Extracted records
======

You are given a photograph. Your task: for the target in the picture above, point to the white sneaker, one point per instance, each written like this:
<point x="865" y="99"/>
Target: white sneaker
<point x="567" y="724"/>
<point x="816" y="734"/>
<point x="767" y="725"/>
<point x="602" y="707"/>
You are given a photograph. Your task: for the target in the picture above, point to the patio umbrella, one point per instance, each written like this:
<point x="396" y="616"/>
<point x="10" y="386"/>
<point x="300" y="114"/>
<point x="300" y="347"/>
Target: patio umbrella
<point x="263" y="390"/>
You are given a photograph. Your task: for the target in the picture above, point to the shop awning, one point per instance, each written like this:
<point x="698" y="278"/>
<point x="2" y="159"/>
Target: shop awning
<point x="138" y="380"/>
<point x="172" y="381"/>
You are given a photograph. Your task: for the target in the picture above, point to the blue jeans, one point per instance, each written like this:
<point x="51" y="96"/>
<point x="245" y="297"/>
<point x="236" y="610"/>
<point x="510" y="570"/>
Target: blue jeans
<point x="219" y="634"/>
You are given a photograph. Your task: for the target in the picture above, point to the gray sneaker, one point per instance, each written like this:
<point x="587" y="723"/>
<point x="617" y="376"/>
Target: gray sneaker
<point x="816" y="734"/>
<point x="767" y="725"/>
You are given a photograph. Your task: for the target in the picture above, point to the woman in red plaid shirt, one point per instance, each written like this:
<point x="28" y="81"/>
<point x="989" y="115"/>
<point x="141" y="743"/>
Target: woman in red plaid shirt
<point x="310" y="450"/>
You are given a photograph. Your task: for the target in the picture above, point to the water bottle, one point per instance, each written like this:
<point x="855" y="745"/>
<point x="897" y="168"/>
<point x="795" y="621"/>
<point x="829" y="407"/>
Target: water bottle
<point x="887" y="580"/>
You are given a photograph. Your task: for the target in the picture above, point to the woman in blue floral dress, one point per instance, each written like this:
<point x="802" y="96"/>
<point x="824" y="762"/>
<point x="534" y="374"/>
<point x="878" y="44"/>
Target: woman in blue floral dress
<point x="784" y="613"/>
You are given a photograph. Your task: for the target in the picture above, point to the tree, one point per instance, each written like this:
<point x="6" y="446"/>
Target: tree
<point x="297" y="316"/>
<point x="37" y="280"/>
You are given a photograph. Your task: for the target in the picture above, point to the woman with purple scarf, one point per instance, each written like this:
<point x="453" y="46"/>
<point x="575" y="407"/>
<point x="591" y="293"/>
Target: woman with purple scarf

======

* Your instructions
Write out all of the lines again, swapping "white sneaker" for "white running shoe" and leaving everything else unchanged.

* Result of the task
You are given a photograph. Your task: for the target in the picture above, point to the white running shoe, one point per instance, each written like this:
<point x="865" y="99"/>
Target: white running shoe
<point x="567" y="724"/>
<point x="816" y="734"/>
<point x="767" y="725"/>
<point x="602" y="707"/>
You are given a photograph. Your task: for the target in the picture above, point to the patio umbrella, one point per instance, each written like this:
<point x="396" y="616"/>
<point x="10" y="386"/>
<point x="300" y="114"/>
<point x="300" y="347"/>
Target: patio umbrella
<point x="263" y="390"/>
You are given a photograph. Your task: for the target in the picture above, point to the shop awning, one point per instance, each written like this:
<point x="698" y="278"/>
<point x="2" y="159"/>
Target: shop awning
<point x="138" y="380"/>
<point x="172" y="381"/>
You are given a photograph. Your task: for the target in the picture above, point to the blue jeans, one point per instance, each written like this:
<point x="51" y="96"/>
<point x="245" y="297"/>
<point x="236" y="610"/>
<point x="510" y="570"/>
Target: blue jeans
<point x="219" y="634"/>
You are given a photograph. Your task: for the target in the picture above, point to the gray sneaker, one point per instance, each written like this:
<point x="587" y="723"/>
<point x="617" y="376"/>
Target: gray sneaker
<point x="816" y="734"/>
<point x="767" y="725"/>
You are given a photograph. Your task: for the target in the picture above, point to the woman in red plaid shirt, one point per instance, each written like this:
<point x="28" y="81"/>
<point x="989" y="115"/>
<point x="141" y="743"/>
Target: woman in red plaid shirt
<point x="310" y="450"/>
You are given a photograph. Your task: for the target in the picture above, point to the water bottle, one point per instance, each written like this:
<point x="855" y="745"/>
<point x="897" y="168"/>
<point x="795" y="621"/>
<point x="829" y="407"/>
Target: water bottle
<point x="887" y="580"/>
You are given a photograph. Your task: for the target in the picture above, point to the woman in blue floral dress, one point per instance, each written like this:
<point x="802" y="96"/>
<point x="824" y="762"/>
<point x="534" y="374"/>
<point x="878" y="44"/>
Target: woman in blue floral dress
<point x="784" y="613"/>
You are given a photograph. Your task: for the target in the picture above, point to the tree, one point per instance, each written like this:
<point x="6" y="446"/>
Target: tree
<point x="297" y="316"/>
<point x="37" y="280"/>
You are given a photograph. Your task: for the target in the picture above, point to the woman with purple scarf, one point per instance, each written like this:
<point x="453" y="46"/>
<point x="575" y="407"/>
<point x="591" y="293"/>
Target: woman with purple scarf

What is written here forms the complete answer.